- [Work to do] Print exactly the lines from the line with "[pin] dress sleeve" to the last line of the data, please, both included.

(Excerpts from point annotation data)
==========

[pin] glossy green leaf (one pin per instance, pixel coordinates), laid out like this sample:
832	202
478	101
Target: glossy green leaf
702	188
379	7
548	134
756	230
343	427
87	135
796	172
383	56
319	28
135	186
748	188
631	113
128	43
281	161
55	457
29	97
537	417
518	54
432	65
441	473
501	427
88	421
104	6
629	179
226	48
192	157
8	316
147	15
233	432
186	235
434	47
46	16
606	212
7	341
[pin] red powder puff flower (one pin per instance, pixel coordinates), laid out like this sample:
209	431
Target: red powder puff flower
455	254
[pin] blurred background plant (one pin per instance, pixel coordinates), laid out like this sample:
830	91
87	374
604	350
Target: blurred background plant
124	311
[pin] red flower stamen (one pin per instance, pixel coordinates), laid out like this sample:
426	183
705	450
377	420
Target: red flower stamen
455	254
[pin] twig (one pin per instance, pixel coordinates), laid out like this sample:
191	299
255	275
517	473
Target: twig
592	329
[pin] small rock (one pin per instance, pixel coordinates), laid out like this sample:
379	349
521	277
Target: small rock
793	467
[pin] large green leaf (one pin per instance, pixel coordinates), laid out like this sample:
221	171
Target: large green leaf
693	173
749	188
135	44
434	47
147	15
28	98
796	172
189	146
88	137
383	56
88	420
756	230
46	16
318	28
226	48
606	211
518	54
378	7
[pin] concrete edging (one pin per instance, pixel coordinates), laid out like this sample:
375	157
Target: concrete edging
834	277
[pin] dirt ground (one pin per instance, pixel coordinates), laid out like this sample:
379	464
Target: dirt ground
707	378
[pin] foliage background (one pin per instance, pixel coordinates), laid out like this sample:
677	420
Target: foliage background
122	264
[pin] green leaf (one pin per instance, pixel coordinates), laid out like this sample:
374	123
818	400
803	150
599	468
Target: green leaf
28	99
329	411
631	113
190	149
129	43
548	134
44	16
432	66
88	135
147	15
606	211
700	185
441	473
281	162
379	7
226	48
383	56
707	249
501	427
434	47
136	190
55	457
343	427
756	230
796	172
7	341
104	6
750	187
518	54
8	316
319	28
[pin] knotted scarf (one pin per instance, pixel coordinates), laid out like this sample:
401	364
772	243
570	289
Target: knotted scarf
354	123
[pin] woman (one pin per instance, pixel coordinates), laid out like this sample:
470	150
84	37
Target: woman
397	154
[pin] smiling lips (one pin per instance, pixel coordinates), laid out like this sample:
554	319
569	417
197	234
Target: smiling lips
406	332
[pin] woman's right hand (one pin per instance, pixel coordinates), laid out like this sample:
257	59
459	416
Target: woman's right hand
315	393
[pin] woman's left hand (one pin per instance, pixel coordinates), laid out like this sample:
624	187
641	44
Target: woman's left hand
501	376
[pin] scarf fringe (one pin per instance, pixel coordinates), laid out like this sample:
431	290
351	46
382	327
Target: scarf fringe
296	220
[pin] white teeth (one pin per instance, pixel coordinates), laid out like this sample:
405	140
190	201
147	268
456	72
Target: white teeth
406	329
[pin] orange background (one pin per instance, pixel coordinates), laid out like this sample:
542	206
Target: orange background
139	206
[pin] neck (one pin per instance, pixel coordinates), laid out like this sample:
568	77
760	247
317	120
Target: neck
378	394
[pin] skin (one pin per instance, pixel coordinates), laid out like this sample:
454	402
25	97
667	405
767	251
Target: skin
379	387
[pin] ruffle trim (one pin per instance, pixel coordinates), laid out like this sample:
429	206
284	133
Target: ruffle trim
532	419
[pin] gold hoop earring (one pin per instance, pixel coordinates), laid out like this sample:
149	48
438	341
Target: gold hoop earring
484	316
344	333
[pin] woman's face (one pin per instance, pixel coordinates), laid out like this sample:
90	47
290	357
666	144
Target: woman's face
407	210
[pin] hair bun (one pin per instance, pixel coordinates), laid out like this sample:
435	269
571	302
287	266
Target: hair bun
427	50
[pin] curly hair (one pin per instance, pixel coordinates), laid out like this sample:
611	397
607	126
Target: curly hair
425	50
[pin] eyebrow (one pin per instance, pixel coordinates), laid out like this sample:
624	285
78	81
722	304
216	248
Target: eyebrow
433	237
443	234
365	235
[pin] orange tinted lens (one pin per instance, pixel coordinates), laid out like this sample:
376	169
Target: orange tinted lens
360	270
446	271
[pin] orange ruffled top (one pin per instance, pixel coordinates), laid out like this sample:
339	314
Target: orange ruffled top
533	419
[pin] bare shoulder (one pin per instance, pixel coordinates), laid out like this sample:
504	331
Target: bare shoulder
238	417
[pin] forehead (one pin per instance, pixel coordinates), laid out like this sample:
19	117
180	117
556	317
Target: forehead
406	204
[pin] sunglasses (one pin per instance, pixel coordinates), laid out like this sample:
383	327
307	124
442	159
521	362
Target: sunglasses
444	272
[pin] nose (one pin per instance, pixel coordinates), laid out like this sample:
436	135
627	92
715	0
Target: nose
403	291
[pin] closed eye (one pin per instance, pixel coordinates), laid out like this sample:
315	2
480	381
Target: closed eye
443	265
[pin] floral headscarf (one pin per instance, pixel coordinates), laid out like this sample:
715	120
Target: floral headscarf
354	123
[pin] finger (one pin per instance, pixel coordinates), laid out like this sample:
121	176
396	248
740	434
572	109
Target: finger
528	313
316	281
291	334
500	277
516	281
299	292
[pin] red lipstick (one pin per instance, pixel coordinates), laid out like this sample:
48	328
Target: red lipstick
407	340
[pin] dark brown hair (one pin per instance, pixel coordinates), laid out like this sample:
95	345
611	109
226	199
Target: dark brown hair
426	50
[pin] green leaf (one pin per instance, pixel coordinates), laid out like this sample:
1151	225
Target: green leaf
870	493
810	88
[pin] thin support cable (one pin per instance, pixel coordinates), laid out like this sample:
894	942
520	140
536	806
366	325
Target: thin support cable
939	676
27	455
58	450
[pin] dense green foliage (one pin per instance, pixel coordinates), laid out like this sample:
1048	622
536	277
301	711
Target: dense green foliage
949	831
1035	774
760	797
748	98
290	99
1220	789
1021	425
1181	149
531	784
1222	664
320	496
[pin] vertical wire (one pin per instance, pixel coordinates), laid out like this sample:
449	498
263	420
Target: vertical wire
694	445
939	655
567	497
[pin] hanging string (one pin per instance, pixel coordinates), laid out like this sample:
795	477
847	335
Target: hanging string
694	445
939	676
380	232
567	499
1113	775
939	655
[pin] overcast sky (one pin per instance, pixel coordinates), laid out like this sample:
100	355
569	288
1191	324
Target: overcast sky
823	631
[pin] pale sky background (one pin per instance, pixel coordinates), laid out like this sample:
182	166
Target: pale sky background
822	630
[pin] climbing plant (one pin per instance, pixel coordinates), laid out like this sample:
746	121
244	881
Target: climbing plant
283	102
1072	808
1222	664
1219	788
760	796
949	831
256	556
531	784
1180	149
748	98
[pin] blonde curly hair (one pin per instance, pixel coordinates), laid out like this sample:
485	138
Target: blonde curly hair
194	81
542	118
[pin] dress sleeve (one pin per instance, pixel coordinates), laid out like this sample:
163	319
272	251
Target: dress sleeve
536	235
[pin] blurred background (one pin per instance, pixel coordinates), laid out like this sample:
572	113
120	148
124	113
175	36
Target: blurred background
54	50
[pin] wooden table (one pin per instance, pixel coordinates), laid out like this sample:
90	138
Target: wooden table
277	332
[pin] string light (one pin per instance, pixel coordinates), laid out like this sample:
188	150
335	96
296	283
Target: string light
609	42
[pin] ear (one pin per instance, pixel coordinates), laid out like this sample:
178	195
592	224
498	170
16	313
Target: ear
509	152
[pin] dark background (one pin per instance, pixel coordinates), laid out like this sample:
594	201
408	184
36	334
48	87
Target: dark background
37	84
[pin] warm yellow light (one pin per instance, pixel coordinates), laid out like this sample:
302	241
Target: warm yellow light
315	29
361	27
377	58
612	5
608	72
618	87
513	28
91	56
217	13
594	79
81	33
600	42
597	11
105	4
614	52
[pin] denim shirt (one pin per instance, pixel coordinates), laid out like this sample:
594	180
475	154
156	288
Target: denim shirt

==========

- [Result for this exercise]
[pin] dress sleeve (one pin per instance, pixel coordinates), laid out like this sample:
163	319
272	251
Target: dress sleeve
536	235
[pin] blurred background (one pin per instance, pixel coordinates), laid out like this sample:
572	113
120	148
124	113
175	36
Target: blurred background
54	50
[pin] wooden table (one pin per instance, pixel coordinates), laid out like this sample:
90	138
Target: wooden table
277	332
[pin] string light (one pin per instance, pixel coordinates), laid out like this sample:
188	150
335	96
296	283
Target: string light
609	42
[pin] ear (one pin per instance, pixel coordinates), laid out like this sample:
178	195
592	224
498	170
16	313
Target: ear
509	152
[pin] dark background (one pin per instance, pixel coordinates), laid out like this sample:
594	201
408	184
36	334
48	87
Target: dark background
37	84
[pin] warm yellow light (one pin per instance, pixel coordinates), laid out like this sample:
302	241
Target: warm yellow light
315	29
361	27
377	58
612	5
608	72
618	87
513	28
91	56
217	13
594	79
81	33
600	42
597	11
105	4
614	52
[pin] denim shirt (one pin per instance, pixel coordinates), laid out like this sample:
594	180
475	154
156	288
Target: denim shirt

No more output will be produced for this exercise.